Visiting in Maine (Maine DOC)
How Maine DOC's visitor application and background check work, the appointment-only scheduling, the dress code and search rules, contact visits, and how county jails differ.
This guide covers the six Maine DOC state facilities. People serving shorter sentences, and most people held before trial, are in county jails, where each sheriff sets the rules — see the last section.
Getting Approved
Visiting begins with an application. Either side can start the process, but the visitor completes the form — they can download and print the Adult Facility Visitor Application or ask the incarcerated person to mail one out. Only one visitor’s name goes on each application; any minor children that adult plans to bring are listed on that adult’s form. The completed application is mailed to the facility (each facility’s address is on the form and on its page).
A background check is required for every adult visitor, run by the State Bureau of Identification, and it may take up to six weeks — longer for an applicant with a criminal record. Notification works in one direction: the facility notifies a visitor in writing only if they are not approved, and the incarcerated person tells the visitor once they are approved. The facilities ask that visitors not call to ask whether an application has cleared.
A few rules about who can be approved:
- A criminal record by itself is not a bar — but the nature and circumstances of an offense can be grounds to deny a visit.
- Victims of the person’s offense generally cannot visit without approval from the Commissioner, and contact barred by a court order or a condition of release is not allowed.
- A former resident generally must wait one year after discharge before applying, with limited exceptions.
A denied applicant may appeal in writing to the facility’s Chief Administrative Officer within seven business days.
Minors
A visitor under 18 must be accompanied by a parent or legal guardian who is an approved adult visitor and has listed the minor on their own application. The accompanying adult must provide proof of parental status — a certified copy of the minor’s birth certificate — or proof of legal guardianship by court order; a power of attorney or an informal guardianship paper is not accepted. A non-parent bringing a minor needs notarized written permission from a parent or legal guardian plus that documentation, submitted at least two business days before the visit. A minor who turns 18 must file their own application and clear a background check before visiting again.
Scheduling, Frequency, and Length
Maine DOC visiting is appointment-only, with requests made at least two business days in advance; a visitor who arrives without a confirmed appointment is not admitted. How a visit is booked depends on the facility:
- The Maine Correctional Center, the Women’s Center, and the Southern Maine Women’s Reentry Center use online visit-request forms.
- The Maine State Prison schedules by phone or email on weekday mornings.

- [Instructions]
1. Decide whether each statement agrees with the Maine DOC visiting guide. Answer yes or no for each and quote the deciding words of the guide. (a) One application may list several adult visitors. (b) The background check for an adult visitor may take up to six weeks. (c) A denied applicant has ten business days to appeal.
2. According to the Maine DOC visiting guide, which agency runs the background check on adult visitors?
3. Reproduce word for word the part of the Maine DOC visiting guide that opens with "This guide covers" and closes with "on its page).".

- [Source material]
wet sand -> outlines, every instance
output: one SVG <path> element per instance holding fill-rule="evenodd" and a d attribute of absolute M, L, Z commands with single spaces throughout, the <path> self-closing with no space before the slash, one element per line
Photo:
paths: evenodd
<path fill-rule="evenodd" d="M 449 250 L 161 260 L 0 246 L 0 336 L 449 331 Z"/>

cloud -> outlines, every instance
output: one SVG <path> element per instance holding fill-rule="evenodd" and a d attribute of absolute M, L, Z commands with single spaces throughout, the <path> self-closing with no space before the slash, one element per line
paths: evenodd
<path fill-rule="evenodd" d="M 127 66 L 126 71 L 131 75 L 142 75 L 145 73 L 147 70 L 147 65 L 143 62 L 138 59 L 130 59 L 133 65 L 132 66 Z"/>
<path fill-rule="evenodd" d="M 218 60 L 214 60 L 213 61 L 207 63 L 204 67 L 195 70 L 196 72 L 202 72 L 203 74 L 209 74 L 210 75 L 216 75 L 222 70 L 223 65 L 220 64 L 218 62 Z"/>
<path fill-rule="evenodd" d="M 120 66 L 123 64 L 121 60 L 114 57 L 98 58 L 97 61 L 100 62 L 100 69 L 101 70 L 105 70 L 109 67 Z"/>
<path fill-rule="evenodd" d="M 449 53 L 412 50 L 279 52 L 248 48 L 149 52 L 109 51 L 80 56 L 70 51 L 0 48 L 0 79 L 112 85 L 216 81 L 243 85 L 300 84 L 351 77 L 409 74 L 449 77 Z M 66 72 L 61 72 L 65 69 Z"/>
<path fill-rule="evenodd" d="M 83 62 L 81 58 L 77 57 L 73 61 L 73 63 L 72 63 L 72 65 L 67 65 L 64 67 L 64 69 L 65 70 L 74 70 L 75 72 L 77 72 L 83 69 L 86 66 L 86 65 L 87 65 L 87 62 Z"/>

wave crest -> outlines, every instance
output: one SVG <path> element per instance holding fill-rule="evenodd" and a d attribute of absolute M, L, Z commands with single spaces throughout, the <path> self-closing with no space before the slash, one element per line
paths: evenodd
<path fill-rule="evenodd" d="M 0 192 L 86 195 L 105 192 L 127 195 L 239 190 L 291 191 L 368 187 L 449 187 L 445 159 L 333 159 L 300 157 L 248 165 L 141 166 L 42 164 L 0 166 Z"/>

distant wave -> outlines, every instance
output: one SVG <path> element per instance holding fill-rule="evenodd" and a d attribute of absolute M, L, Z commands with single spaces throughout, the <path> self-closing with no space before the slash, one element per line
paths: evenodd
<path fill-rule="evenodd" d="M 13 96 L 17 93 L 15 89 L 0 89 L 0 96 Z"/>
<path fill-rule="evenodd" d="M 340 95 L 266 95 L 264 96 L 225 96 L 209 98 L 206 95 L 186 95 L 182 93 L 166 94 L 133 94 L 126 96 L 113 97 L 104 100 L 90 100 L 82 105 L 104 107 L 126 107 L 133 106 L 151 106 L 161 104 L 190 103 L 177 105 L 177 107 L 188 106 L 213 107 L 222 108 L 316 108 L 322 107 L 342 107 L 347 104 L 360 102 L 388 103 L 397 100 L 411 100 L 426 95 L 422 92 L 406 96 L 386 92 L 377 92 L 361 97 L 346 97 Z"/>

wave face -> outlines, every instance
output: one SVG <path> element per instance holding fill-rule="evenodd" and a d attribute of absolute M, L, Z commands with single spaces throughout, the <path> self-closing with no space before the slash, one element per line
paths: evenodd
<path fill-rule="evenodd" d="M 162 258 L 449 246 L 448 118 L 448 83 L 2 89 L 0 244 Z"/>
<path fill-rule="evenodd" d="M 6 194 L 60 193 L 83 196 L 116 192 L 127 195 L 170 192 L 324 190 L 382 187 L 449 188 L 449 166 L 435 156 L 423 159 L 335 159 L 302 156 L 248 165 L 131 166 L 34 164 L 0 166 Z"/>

---

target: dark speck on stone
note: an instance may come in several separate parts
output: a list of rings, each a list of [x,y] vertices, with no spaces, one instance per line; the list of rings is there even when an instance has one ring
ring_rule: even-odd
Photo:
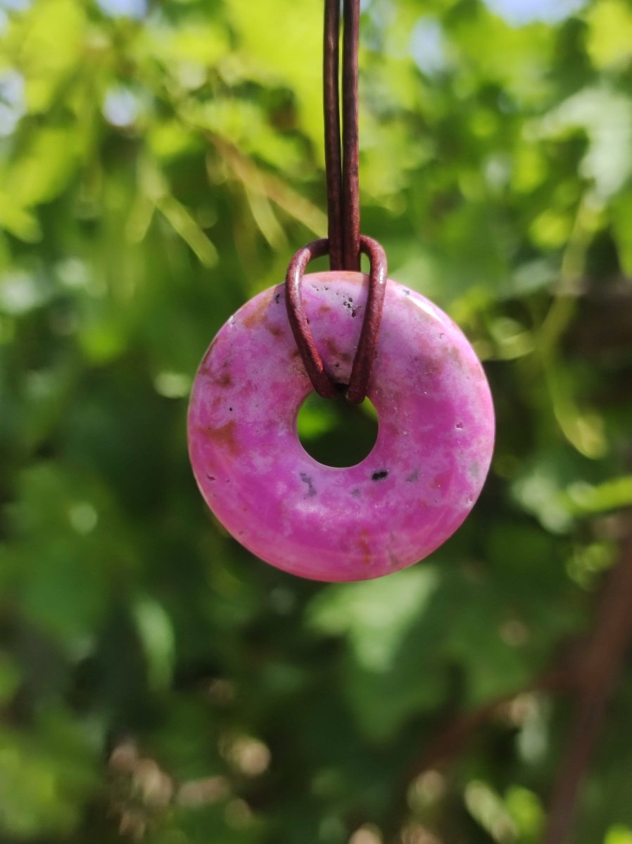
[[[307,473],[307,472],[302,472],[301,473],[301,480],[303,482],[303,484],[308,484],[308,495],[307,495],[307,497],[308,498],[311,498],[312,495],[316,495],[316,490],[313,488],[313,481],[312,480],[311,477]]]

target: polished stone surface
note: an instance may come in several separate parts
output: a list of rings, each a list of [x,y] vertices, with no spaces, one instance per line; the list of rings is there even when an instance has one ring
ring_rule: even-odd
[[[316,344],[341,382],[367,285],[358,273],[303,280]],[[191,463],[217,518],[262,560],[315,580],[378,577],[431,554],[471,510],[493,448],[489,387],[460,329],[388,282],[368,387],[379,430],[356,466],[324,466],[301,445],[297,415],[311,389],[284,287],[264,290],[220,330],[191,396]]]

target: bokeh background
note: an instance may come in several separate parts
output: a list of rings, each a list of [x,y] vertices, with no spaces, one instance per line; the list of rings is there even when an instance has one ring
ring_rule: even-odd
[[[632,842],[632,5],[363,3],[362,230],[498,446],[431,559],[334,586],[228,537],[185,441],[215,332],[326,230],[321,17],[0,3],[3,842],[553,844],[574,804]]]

- [Answers for this exercise]
1.
(a) No: "Only one visitor’s name goes on each application"
(b) Yes: "it may take up to six weeks"
(c) No: "within seven business days"

2. The State Bureau of Identification.

3.
This guide covers the six Maine DOC state facilities. People serving shorter sentences, and most people held before trial, are in county jails, where each sheriff sets the rules — see the last section.
Getting Approved
Visiting begins with an application. Either side can start the process, but the visitor completes the form — they can download and print the Adult Facility Visitor Application or ask the incarcerated person to mail one out. Only one visitor’s name goes on each application; any minor children that adult plans to bring are listed on that adult’s form. The completed application is mailed to the facility (each facility’s address is on the form and on its page).